- **Short exercise**: Please repeat the entries from the line that has "Tag one point on every instance of the white ceiling" through the last entry, swapping "one to a line" for "one per line" and keeping everything else unchanged.

[Entries from a point labeling set]

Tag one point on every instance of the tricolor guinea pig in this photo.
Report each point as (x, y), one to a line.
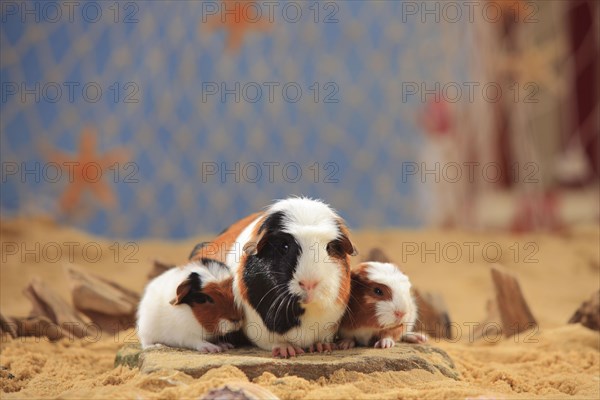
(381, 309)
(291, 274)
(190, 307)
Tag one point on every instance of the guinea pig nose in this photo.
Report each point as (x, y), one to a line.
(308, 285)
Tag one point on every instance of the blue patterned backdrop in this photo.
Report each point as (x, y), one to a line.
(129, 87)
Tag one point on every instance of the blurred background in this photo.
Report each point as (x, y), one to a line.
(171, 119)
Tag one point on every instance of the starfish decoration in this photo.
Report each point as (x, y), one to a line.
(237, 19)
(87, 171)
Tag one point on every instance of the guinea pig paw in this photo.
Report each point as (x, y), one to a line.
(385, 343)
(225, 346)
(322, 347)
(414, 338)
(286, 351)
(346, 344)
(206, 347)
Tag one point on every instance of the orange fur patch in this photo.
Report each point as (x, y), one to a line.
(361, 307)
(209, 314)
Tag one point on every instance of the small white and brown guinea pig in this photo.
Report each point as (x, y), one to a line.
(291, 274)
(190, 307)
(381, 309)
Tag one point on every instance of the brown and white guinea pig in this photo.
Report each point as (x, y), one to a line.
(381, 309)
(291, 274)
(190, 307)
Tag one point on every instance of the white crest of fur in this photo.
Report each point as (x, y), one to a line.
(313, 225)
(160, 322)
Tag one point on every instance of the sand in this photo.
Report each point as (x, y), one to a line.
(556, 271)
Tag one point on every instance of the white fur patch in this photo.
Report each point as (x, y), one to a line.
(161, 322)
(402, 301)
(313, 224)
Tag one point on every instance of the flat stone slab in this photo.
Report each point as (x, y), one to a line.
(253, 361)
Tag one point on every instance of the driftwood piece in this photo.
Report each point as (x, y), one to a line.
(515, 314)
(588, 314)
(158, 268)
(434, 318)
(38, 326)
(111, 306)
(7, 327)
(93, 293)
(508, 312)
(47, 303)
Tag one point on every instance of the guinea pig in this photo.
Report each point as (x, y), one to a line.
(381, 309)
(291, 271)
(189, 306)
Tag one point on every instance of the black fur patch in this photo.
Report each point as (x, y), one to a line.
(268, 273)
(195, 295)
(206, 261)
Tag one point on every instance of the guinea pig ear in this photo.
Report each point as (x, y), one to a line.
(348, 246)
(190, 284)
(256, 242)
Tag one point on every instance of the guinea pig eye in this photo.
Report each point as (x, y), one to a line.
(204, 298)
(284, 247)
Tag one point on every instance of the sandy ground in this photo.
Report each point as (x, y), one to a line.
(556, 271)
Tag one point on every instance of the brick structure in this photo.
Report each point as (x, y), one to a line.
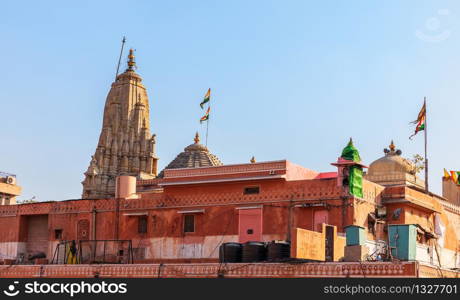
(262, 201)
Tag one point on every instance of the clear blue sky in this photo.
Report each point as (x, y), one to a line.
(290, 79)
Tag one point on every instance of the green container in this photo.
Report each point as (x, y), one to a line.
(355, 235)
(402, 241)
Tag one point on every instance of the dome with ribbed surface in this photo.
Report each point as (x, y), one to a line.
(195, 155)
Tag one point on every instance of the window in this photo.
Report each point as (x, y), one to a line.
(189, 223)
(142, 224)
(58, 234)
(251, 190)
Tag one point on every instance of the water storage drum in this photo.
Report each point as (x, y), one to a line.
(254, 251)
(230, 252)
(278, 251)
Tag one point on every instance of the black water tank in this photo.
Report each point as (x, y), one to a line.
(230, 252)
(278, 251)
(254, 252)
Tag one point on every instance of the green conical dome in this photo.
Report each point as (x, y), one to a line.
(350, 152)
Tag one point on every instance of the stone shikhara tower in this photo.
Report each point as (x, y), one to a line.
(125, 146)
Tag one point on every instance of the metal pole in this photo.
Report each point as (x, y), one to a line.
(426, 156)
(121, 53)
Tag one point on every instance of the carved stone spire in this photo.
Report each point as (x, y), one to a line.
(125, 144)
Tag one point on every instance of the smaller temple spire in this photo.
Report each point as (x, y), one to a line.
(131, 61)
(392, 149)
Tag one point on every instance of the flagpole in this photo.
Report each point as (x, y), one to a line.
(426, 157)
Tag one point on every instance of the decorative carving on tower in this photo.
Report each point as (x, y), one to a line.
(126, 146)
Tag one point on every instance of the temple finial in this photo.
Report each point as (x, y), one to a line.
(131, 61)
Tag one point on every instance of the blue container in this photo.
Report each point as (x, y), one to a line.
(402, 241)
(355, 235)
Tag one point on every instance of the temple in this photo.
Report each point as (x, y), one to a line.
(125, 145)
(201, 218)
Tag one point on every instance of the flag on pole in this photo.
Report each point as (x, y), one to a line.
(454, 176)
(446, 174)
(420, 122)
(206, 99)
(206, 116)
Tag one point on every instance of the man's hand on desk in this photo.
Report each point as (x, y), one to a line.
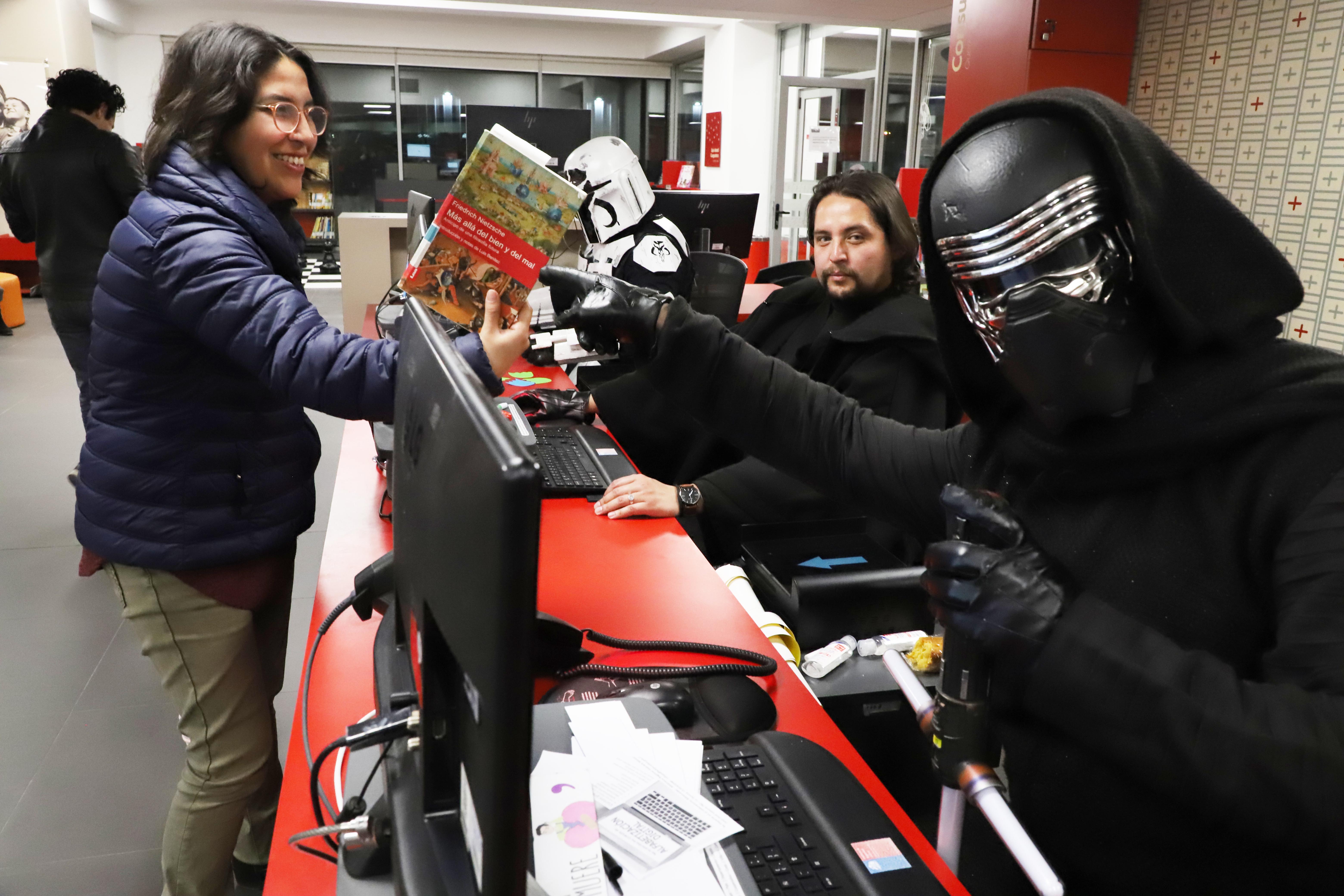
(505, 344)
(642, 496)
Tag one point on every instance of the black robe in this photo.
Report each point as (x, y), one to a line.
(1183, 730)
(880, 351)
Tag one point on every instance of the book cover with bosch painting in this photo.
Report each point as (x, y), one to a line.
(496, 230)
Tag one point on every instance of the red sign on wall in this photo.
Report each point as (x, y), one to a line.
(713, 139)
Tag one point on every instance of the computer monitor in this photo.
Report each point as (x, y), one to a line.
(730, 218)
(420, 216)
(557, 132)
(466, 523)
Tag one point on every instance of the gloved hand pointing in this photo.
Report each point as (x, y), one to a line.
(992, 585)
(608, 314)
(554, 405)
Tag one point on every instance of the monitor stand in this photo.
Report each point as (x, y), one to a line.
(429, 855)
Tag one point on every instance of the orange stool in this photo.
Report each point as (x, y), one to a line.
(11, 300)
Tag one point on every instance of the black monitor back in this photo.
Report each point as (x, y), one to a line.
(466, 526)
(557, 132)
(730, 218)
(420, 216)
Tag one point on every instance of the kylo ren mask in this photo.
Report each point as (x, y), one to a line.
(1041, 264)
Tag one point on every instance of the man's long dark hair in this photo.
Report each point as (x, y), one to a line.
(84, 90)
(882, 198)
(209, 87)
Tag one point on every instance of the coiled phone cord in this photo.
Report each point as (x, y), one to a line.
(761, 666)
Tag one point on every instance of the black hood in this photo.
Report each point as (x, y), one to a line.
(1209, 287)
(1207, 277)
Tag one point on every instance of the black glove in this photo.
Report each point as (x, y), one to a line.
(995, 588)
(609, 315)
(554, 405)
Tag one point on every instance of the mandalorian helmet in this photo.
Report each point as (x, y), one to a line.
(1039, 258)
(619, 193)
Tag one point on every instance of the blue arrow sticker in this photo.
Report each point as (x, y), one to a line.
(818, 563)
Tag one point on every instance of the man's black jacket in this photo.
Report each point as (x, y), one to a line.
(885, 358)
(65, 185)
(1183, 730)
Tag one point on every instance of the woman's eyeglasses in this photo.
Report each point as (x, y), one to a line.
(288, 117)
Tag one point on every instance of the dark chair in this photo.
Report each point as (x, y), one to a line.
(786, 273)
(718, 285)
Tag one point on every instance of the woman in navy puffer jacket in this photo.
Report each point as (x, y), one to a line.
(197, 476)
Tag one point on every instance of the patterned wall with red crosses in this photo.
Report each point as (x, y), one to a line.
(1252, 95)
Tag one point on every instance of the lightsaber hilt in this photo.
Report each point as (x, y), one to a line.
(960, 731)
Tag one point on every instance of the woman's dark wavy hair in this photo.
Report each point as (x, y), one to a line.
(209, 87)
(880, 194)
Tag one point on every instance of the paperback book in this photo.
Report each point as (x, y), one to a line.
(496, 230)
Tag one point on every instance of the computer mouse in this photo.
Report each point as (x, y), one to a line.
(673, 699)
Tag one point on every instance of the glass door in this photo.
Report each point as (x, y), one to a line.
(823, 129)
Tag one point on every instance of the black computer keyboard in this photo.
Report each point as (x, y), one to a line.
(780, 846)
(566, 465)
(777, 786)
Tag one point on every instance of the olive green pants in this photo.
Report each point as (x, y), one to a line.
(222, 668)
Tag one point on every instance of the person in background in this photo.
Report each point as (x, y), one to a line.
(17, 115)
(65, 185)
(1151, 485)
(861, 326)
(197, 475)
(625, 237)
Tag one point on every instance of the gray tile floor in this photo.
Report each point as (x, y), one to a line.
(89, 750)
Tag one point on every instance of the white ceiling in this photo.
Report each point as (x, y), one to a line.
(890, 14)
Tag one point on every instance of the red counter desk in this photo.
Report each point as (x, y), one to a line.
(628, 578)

- **Final result**:
Tag one point on every instance of the white ceiling in this photo.
Report each point as (x, y), one per line.
(890, 14)
Tag one point on every instance of the red counter desk in this photo.
Report each point as (x, y), one per line.
(628, 578)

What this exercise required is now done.